INSTRUCTIONS FOR THE TASK: Format every line below as a numbered list, skipping blank lines and leaving the pictures out.

═════ DATA RECORDS ═════

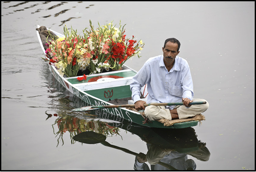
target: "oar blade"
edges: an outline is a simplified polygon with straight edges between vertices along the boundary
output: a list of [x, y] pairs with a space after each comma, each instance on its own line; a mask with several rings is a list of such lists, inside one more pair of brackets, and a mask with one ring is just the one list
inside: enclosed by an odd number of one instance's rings
[[77, 109], [74, 109], [71, 110], [71, 111], [74, 112], [81, 112], [82, 111], [90, 111], [99, 109], [99, 108], [93, 108], [92, 106], [86, 106], [85, 107], [82, 107]]
[[73, 137], [74, 140], [87, 144], [96, 144], [104, 142], [106, 136], [93, 132], [88, 131], [79, 133]]

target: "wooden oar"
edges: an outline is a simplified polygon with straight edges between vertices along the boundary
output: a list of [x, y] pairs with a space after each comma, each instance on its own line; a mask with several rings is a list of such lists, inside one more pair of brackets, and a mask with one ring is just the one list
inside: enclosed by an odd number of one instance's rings
[[[138, 154], [131, 151], [129, 149], [111, 145], [105, 141], [106, 138], [106, 136], [103, 135], [88, 131], [82, 132], [75, 135], [73, 137], [73, 139], [76, 141], [88, 144], [95, 144], [100, 143], [104, 146], [121, 150], [125, 152], [135, 156], [138, 156]], [[159, 161], [157, 163], [170, 170], [178, 170], [170, 165], [161, 161]]]
[[[206, 101], [193, 101], [189, 103], [190, 105], [193, 104], [206, 104]], [[156, 106], [177, 106], [178, 105], [183, 105], [183, 102], [178, 102], [177, 103], [145, 103], [144, 104], [144, 107], [146, 107], [151, 105], [153, 105]], [[134, 104], [122, 104], [120, 105], [106, 105], [105, 106], [85, 106], [82, 107], [77, 109], [75, 109], [71, 110], [74, 111], [89, 111], [99, 109], [105, 109], [106, 108], [113, 108], [116, 107], [135, 107]]]

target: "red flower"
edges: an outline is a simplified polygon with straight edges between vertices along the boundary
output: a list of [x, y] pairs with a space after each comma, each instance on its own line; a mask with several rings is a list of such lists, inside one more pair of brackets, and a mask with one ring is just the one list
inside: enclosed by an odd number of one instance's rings
[[73, 61], [72, 61], [72, 65], [74, 66], [76, 65], [76, 63], [77, 62], [77, 58], [74, 57], [73, 58]]
[[56, 62], [56, 61], [55, 61], [55, 60], [54, 60], [53, 59], [50, 59], [50, 62], [51, 62], [52, 63], [57, 63], [58, 62]]
[[86, 76], [85, 74], [84, 74], [83, 76], [82, 76], [82, 77], [77, 77], [77, 79], [79, 81], [82, 81], [84, 79], [85, 80], [86, 80], [87, 77], [87, 76]]

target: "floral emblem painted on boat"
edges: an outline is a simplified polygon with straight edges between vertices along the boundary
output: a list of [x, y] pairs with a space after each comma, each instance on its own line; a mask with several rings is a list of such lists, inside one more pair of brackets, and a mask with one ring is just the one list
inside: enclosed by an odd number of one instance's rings
[[108, 90], [107, 92], [106, 91], [104, 91], [104, 96], [105, 98], [110, 98], [113, 96], [113, 90], [111, 90], [111, 91], [110, 91], [109, 90]]

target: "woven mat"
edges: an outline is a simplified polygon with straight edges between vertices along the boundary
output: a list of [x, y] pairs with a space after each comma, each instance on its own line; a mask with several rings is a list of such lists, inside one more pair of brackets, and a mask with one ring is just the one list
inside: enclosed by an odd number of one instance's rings
[[[126, 108], [133, 111], [138, 112], [138, 111], [136, 110], [135, 108], [133, 107], [127, 107]], [[144, 112], [139, 111], [138, 112], [141, 114], [142, 115], [143, 115], [144, 117], [146, 117]], [[166, 119], [161, 119], [156, 121], [163, 123], [164, 126], [172, 126], [174, 123], [180, 123], [184, 122], [192, 121], [198, 121], [200, 123], [202, 124], [202, 122], [201, 122], [201, 121], [205, 120], [205, 117], [200, 113], [200, 114], [196, 115], [195, 116], [190, 117], [186, 119], [174, 119], [171, 121], [170, 121], [169, 120]]]

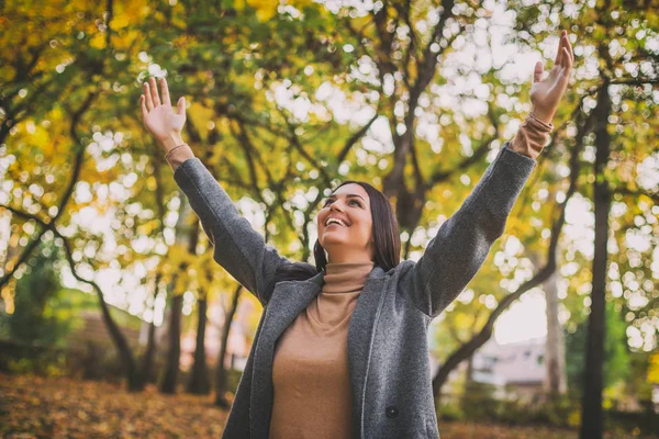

═════

SOLUTION TO THE EXERCISE:
1. target: "oar blade"
2. edges: an outline is a simplified polygon with straight edges between vertices along the boundary
3. output: a list of [x, y] pairs with a space after each comma, each instance on its own line; a mask with several rings is a list of such lists, inside one more pair of brackets, and a mask with one ring is just the one list
4. inside: enclosed by an odd number of one instance's rings
5. [[77, 109], [74, 109], [71, 110], [71, 111], [74, 112], [81, 112], [82, 111], [90, 111], [99, 109], [99, 108], [93, 108], [92, 106], [86, 106], [85, 107], [82, 107]]
6. [[73, 137], [74, 140], [87, 144], [96, 144], [104, 142], [106, 136], [93, 132], [88, 131], [79, 133]]
7. target: "wooden oar"
8. edges: an outline is a simplified polygon with straight edges between vertices along the boundary
9. output: a list of [x, y] pairs with a space after each comma, each instance on its own line; a mask with several rings is a list of such lists, inside one more pair of brackets, and a mask with one ring is just the one list
10. inside: enclosed by an odd number of one instance's rings
11. [[[138, 154], [131, 151], [129, 149], [111, 145], [105, 141], [106, 138], [106, 136], [103, 135], [88, 131], [82, 132], [75, 135], [73, 137], [73, 139], [76, 141], [88, 144], [95, 144], [100, 143], [104, 146], [121, 150], [125, 152], [135, 156], [138, 156]], [[159, 161], [157, 163], [170, 170], [178, 170], [170, 165], [161, 161]]]
12. [[[206, 101], [193, 101], [189, 103], [190, 105], [193, 104], [206, 104]], [[156, 106], [177, 106], [178, 105], [183, 105], [183, 102], [178, 102], [177, 103], [145, 103], [144, 104], [144, 107], [146, 107], [151, 105], [153, 105]], [[134, 104], [122, 104], [120, 105], [106, 105], [105, 106], [85, 106], [82, 107], [77, 109], [75, 109], [71, 110], [74, 111], [89, 111], [99, 109], [105, 109], [106, 108], [113, 108], [116, 107], [135, 107]]]
13. target: "red flower"
14. edges: an outline is a simplified polygon with straight edges between vertices along the boundary
15. output: a list of [x, y] pairs with a space after each comma, each instance on its own line; a mask with several rings is a list of such lists, inside one more pair of brackets, and a mask with one ring is just the one list
16. inside: enclosed by an odd number of one instance's rings
17. [[73, 61], [72, 61], [72, 65], [74, 66], [76, 65], [76, 63], [77, 62], [77, 58], [74, 57], [73, 58]]
18. [[56, 62], [56, 61], [55, 61], [55, 60], [54, 60], [53, 59], [50, 59], [50, 62], [51, 62], [52, 63], [57, 63], [58, 62]]
19. [[86, 76], [85, 74], [84, 74], [83, 76], [82, 76], [82, 77], [77, 77], [77, 79], [79, 81], [82, 81], [84, 79], [85, 80], [86, 80], [87, 77], [87, 76]]
20. target: "floral emblem painted on boat"
21. edges: an outline is a simplified polygon with straight edges between vertices along the boundary
22. output: a list of [x, y] pairs with a space after each comma, each instance on its own line; a mask with several rings is a list of such lists, inside one more pair of brackets, and a mask with one ring is just the one list
23. inside: enclosed by an odd number of one instance's rings
24. [[108, 90], [107, 92], [106, 91], [104, 91], [104, 96], [105, 98], [110, 98], [113, 96], [113, 90], [111, 90], [111, 91], [110, 91], [109, 90]]
25. target: "woven mat"
26. edges: an outline is a simplified polygon with straight edges between vertices along the boundary
27. output: a list of [x, y] pairs with a space after each comma, each instance on its own line; a mask with several rings is a list of such lists, inside one more pair of brackets, and a mask with one ring is just the one list
28. inside: enclosed by an odd number of one instance's rings
29. [[[126, 108], [133, 111], [138, 112], [138, 111], [136, 110], [135, 108], [133, 107], [127, 107]], [[144, 112], [139, 111], [138, 112], [141, 114], [142, 115], [143, 115], [144, 117], [146, 117]], [[166, 119], [161, 119], [156, 121], [163, 123], [164, 126], [172, 126], [174, 123], [180, 123], [184, 122], [192, 121], [198, 121], [200, 123], [202, 124], [202, 122], [201, 122], [201, 121], [205, 120], [205, 117], [200, 113], [200, 114], [196, 115], [195, 116], [190, 117], [186, 119], [174, 119], [171, 121], [170, 121], [169, 120]]]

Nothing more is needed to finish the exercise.